(Region annotation entries)

----

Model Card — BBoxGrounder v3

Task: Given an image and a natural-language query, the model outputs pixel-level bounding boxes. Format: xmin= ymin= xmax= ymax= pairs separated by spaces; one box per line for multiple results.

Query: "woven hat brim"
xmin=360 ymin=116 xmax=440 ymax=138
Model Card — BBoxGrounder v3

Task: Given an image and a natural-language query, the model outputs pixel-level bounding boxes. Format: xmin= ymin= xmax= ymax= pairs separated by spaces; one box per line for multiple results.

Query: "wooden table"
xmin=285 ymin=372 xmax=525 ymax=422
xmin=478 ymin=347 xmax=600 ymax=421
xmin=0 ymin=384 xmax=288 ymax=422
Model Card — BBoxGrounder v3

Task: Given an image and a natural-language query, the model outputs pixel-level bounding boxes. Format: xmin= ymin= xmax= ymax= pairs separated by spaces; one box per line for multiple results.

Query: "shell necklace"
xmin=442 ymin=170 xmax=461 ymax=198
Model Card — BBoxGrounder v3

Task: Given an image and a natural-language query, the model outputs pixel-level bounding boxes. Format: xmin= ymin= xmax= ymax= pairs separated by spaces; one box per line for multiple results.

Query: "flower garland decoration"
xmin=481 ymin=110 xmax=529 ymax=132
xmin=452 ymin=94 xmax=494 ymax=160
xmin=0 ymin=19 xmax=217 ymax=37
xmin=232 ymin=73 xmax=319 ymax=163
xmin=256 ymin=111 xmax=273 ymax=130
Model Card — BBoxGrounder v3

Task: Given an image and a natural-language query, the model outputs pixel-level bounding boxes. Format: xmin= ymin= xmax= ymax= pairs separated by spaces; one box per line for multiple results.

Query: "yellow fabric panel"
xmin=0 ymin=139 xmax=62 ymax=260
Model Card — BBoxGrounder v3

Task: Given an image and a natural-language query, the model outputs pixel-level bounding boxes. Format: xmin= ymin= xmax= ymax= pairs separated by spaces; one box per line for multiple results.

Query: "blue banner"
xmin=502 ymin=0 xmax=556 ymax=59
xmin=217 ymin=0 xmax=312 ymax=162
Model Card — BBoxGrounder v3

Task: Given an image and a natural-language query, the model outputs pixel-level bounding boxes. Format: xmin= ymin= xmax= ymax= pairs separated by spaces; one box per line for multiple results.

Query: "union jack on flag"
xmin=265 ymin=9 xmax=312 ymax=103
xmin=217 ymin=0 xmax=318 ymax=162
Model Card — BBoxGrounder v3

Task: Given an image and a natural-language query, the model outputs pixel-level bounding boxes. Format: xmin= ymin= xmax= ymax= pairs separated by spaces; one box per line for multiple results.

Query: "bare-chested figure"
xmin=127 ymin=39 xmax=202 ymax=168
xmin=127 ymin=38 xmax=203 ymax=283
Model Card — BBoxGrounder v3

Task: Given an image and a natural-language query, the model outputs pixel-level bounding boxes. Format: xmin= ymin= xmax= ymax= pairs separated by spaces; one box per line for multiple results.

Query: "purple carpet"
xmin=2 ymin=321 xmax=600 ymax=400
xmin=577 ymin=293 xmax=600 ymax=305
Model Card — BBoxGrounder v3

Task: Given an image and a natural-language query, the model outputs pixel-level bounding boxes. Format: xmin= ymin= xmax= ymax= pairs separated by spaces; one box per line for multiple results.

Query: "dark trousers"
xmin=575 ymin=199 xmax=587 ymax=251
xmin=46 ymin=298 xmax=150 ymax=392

----

Can you reproduce the lines from the start of the records through the line with "xmin=0 ymin=139 xmax=62 ymax=260", both ends included and requests kept, scaling every bounding-box coordinate in the answers by 2.35 and rounding each to a whole number with halves going up?

▶ **Reply to the exercise**:
Model Card — BBoxGrounder v3

Task: Given an image and a natural-language query, the model outputs pixel-level bounding boxes. Format: xmin= ymin= xmax= ymax= pairs separated by spaces; one box per line for multiple results.

Query: "woven hat brim"
xmin=846 ymin=273 xmax=1034 ymax=324
Model Card — BBoxGrounder v3

Task: Given an image and a natural-language query, the model outputs pixel-level bounding boxes. Format: xmin= ymin= xmax= ymax= pairs separated by spaces; one box per line for multiple results.

Query: "wooden table"
xmin=670 ymin=874 xmax=1234 ymax=992
xmin=1123 ymin=815 xmax=1410 ymax=989
xmin=0 ymin=902 xmax=677 ymax=992
Model Card — BBoxGrounder v3

Task: Given an image and a natural-language query, the model outputs pixel-level bounding boxes. Format: xmin= ymin= xmax= ymax= pairs separated by spaces; one box per line for multiple results.

Query: "shell necklace"
xmin=1039 ymin=400 xmax=1083 ymax=465
Model Card — BBoxGrounder v3

Task: Given an image and a natural-language query, the model outputs pixel-level bounding boxes. Format: xmin= ymin= xmax= ymax= pairs separated by spaces; one box per line for multiple results.

Query: "flower garland decoration"
xmin=1130 ymin=259 xmax=1243 ymax=310
xmin=1062 ymin=221 xmax=1161 ymax=376
xmin=0 ymin=45 xmax=510 ymax=87
xmin=545 ymin=172 xmax=750 ymax=383
xmin=602 ymin=261 xmax=642 ymax=306
Model Card — BBoxGrounder v3

Task: Given an image and a natural-language query, the model outputs pixel-level bounding boxes. Format: xmin= ymin= xmax= ymax= pairs separated by spaces; one box per line for multiple results.

Query: "yellow fabric panel"
xmin=0 ymin=327 xmax=146 ymax=611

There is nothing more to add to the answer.